═════ ENTRIES SUPPLIED

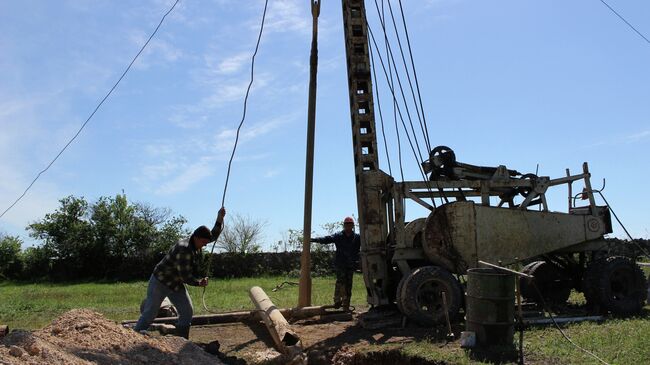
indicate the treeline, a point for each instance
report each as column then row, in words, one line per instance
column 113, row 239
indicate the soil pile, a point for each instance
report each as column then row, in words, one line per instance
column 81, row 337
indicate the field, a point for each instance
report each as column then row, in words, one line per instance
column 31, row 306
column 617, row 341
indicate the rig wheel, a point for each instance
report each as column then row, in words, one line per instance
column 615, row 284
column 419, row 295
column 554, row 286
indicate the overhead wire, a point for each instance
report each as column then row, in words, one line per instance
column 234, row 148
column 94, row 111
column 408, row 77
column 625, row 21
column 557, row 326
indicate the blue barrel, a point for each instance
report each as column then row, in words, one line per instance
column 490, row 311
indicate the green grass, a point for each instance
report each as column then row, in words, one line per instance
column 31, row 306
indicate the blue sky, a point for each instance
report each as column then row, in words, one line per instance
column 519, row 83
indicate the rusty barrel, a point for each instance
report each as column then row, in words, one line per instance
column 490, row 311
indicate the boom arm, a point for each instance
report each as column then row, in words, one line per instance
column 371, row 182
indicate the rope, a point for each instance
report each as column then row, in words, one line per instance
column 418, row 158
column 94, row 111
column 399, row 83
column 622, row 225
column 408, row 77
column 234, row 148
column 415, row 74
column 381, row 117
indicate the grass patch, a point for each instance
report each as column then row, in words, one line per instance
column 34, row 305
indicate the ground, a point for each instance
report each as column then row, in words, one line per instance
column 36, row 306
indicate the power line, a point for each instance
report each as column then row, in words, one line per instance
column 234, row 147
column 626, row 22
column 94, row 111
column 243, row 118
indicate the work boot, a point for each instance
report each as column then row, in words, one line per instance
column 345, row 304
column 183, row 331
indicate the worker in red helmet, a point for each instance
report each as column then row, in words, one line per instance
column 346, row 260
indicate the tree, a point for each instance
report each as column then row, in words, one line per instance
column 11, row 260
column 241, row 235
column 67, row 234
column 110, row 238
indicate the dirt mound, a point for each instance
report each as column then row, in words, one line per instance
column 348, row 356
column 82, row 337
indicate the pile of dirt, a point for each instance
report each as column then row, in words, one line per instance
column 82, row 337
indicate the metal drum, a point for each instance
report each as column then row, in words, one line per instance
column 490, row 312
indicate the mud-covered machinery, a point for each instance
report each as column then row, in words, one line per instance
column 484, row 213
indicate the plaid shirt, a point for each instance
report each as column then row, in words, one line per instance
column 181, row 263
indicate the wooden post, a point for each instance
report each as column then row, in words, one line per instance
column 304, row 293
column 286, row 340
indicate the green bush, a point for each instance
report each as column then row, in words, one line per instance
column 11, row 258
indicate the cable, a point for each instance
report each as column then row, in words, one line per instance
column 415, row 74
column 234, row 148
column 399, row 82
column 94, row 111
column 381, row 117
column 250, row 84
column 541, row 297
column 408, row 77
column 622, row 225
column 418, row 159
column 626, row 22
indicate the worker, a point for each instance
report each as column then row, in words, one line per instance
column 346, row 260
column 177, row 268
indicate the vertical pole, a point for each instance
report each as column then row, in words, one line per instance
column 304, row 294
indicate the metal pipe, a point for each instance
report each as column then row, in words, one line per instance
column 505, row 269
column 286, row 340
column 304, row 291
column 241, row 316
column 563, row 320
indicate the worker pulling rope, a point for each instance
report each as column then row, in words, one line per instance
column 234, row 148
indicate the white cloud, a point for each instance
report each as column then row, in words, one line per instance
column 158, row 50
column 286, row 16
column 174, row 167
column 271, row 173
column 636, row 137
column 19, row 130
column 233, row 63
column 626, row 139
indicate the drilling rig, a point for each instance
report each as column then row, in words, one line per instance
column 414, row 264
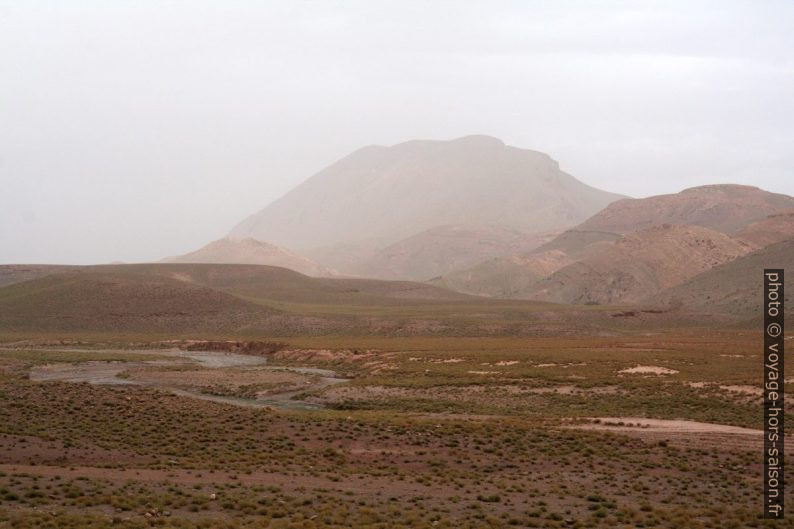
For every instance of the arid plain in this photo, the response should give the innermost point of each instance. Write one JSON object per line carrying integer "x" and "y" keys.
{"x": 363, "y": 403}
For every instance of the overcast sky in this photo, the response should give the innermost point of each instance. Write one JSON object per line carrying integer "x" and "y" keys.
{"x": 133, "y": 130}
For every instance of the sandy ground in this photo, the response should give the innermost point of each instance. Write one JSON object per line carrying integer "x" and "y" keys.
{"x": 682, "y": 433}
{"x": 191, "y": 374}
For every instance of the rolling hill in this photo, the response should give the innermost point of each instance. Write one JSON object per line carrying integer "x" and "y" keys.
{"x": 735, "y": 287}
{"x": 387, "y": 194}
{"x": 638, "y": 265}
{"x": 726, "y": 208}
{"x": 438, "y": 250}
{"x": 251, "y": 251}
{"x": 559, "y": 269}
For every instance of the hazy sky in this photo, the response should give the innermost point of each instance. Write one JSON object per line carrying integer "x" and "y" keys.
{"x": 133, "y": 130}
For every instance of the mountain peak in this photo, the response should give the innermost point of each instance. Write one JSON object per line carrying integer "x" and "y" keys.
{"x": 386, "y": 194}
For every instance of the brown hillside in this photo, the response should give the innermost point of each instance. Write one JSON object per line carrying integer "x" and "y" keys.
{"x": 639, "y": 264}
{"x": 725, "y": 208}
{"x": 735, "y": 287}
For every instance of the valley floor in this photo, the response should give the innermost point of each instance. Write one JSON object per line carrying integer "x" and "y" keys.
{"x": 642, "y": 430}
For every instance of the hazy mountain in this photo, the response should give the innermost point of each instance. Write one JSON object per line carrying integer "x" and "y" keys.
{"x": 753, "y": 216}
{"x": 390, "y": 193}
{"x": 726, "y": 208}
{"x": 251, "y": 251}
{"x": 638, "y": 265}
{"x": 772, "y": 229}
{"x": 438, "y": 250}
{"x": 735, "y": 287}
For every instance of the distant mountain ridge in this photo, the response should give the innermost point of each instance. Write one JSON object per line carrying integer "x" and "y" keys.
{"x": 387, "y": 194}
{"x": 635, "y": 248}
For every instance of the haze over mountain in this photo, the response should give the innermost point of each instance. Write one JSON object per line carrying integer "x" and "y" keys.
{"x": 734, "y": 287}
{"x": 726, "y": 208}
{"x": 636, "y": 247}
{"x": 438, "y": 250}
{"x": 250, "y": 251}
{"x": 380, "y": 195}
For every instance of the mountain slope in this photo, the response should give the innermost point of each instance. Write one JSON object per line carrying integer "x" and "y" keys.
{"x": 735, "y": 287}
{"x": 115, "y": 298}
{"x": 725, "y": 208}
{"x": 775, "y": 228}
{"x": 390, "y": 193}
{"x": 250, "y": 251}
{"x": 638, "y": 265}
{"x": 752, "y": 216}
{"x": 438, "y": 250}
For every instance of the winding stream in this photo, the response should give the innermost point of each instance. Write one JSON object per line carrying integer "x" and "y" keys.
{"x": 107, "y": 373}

══════════
═════ ENTRIES SUPPLIED

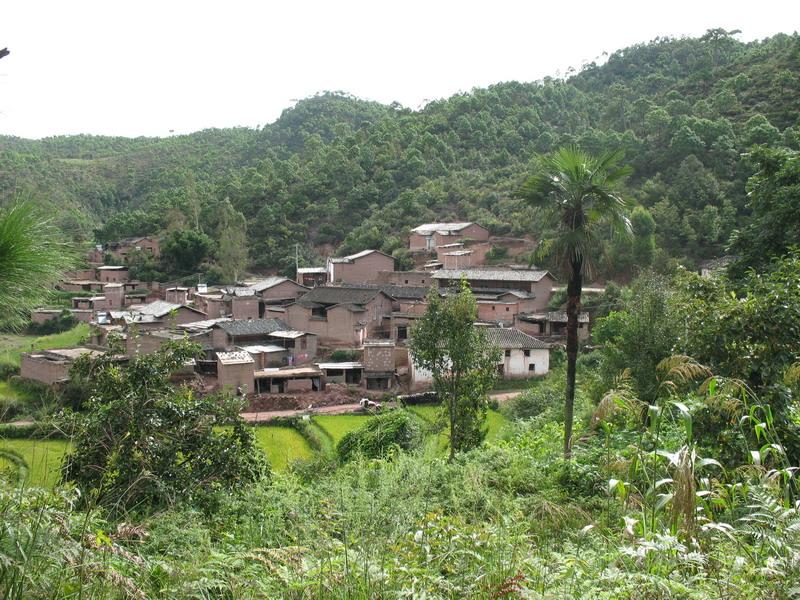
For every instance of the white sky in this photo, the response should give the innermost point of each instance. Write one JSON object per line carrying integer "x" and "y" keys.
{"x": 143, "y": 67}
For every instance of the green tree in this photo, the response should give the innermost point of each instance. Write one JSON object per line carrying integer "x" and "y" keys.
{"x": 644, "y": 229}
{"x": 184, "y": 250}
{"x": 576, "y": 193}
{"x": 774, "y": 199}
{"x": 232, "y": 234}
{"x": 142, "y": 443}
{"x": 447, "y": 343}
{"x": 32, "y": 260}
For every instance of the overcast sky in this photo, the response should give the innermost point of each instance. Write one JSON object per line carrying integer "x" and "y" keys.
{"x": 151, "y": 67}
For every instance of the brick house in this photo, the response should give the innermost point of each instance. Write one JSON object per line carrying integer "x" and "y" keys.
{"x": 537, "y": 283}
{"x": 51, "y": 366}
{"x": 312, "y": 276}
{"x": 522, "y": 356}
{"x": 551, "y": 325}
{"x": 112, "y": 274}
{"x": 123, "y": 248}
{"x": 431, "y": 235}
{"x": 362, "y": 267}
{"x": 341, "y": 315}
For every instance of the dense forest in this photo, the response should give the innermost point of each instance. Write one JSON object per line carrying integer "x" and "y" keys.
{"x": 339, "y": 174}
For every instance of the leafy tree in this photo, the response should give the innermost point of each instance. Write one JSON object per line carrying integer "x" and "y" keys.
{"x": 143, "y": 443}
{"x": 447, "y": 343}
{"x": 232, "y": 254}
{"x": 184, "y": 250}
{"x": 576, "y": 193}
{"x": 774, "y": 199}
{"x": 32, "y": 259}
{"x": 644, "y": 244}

══════════
═════ ENTRIES SUPPLIED

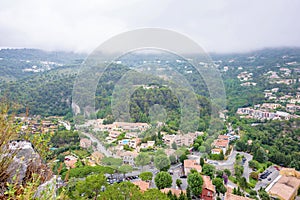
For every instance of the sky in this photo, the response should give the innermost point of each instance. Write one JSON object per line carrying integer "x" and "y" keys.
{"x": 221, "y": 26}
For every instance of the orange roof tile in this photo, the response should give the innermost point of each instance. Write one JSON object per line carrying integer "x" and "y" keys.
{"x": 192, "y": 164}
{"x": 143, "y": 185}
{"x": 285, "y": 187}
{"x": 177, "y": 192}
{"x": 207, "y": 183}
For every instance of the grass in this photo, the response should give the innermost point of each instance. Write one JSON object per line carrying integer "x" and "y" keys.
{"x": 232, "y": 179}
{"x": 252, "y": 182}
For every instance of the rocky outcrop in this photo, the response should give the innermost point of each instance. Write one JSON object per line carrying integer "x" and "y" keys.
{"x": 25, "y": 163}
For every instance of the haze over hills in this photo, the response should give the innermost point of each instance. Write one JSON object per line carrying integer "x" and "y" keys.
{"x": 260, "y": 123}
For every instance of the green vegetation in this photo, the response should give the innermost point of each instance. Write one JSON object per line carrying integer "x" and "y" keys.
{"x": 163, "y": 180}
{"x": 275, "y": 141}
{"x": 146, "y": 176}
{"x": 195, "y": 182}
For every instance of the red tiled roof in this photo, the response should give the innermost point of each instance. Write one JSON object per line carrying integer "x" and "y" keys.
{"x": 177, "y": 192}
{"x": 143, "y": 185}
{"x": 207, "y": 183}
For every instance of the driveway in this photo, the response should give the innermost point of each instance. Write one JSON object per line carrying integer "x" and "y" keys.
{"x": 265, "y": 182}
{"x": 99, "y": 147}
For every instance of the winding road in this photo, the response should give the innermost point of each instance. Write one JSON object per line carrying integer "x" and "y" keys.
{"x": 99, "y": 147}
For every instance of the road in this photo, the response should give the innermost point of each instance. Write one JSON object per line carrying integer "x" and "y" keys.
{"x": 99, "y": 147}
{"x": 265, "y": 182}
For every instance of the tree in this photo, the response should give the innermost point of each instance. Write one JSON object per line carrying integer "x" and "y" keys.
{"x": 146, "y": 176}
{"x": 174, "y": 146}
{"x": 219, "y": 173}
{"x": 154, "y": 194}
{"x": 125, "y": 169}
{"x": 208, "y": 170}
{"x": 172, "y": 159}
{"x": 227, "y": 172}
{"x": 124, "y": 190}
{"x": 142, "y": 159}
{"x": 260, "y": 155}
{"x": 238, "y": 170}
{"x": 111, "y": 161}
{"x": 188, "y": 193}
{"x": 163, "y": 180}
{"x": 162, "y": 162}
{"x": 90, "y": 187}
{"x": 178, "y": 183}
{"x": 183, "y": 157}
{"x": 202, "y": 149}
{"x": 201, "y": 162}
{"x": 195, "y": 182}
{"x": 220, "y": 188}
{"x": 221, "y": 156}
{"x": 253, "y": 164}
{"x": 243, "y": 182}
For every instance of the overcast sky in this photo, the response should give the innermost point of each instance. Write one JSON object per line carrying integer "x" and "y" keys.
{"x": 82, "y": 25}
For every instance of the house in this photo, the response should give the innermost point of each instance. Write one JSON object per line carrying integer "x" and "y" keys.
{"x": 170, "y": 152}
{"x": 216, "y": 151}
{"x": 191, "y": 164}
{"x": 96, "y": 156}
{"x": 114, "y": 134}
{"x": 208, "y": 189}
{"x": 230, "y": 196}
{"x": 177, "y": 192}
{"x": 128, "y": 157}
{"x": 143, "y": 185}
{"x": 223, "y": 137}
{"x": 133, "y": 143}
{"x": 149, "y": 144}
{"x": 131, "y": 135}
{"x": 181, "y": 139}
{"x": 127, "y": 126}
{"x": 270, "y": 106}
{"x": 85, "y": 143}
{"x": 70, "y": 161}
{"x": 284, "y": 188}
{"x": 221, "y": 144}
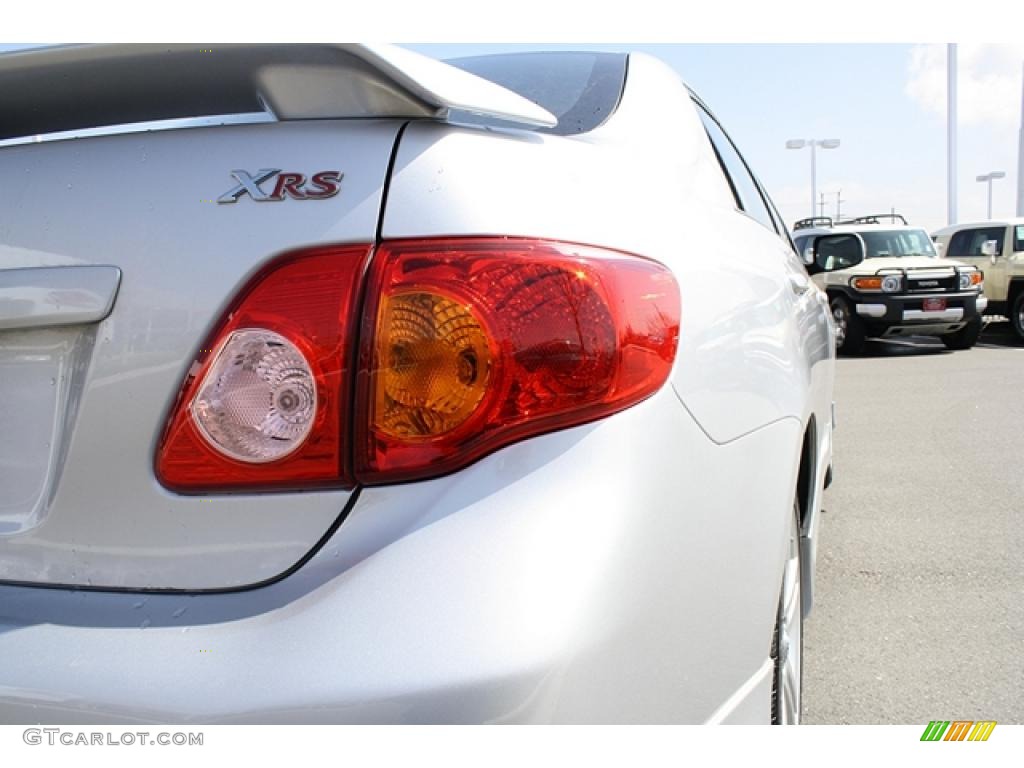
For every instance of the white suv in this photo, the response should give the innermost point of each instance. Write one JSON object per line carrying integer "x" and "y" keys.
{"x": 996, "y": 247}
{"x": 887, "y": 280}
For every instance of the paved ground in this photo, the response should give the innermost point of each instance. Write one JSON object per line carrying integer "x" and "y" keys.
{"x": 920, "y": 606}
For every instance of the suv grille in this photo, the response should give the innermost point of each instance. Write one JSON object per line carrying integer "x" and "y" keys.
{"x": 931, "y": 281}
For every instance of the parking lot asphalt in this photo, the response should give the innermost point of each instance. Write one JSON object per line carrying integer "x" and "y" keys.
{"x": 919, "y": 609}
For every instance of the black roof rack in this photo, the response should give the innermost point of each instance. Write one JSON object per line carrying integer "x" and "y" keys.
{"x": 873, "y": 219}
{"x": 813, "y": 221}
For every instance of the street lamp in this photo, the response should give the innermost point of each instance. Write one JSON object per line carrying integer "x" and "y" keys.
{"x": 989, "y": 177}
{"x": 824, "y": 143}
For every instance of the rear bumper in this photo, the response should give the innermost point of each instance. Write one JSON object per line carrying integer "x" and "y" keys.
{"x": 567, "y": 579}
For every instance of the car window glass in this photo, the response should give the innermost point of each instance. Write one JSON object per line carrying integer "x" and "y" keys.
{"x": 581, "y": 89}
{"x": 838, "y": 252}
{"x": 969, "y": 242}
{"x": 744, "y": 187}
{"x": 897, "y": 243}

══════════

> [WRITTEN EXERCISE]: Rewrite the listing as a Markdown table with the columns Row and Entry. Start at the line that contains "indicate the treeline, a", stop after the line that contains "column 371, row 182", number each line in order, and skip blank lines.

> [RESPONSE TO THIS EXERCISE]:
| Row | Entry |
|---|---|
| 1 | indicate the treeline, a point for each instance |
| 2 | report each as column then row, in words, one line per instance |
| 3 | column 113, row 239 |
| 4 | indicate the soil pile, a point for each instance |
| 5 | report each as column then row, in words, one line per instance |
| 6 | column 81, row 337 |
| 7 | indicate the field, a point for each instance |
| 8 | report each as column then row, in words, one line per instance |
| 9 | column 31, row 306 |
| 10 | column 617, row 341 |
| 11 | indicate the rig wheel, a point for each instance |
| 12 | report each as column then row, in words, one line per instance |
| 13 | column 615, row 284 |
| 14 | column 419, row 295 |
| 15 | column 554, row 286 |
| 16 | indicate the overhead wire, a point for each instance |
| 17 | report each as column then row, in words, one line per instance |
| 18 | column 234, row 148 |
| 19 | column 94, row 111 |
| 20 | column 408, row 77 |
| 21 | column 625, row 21 |
| 22 | column 557, row 326 |
| 23 | indicate the blue barrel, a point for each instance |
| 24 | report each as column then row, in words, one line per instance |
| 25 | column 490, row 311 |
| 26 | indicate the green grass, a point for each instance |
| 27 | report each as column then row, in words, one line per instance |
| 28 | column 31, row 306 |
| 29 | indicate the blue sky, a point for each instance |
| 30 | report each as column then row, in words, one line per instance |
| 31 | column 519, row 83 |
| 32 | indicate the rusty barrel, a point for each instance |
| 33 | report each as column then row, in words, one line per instance |
| 34 | column 490, row 311 |
| 35 | indicate the boom arm, a point for each instance |
| 36 | report each as column then row, in words, one line per instance |
| 37 | column 371, row 182 |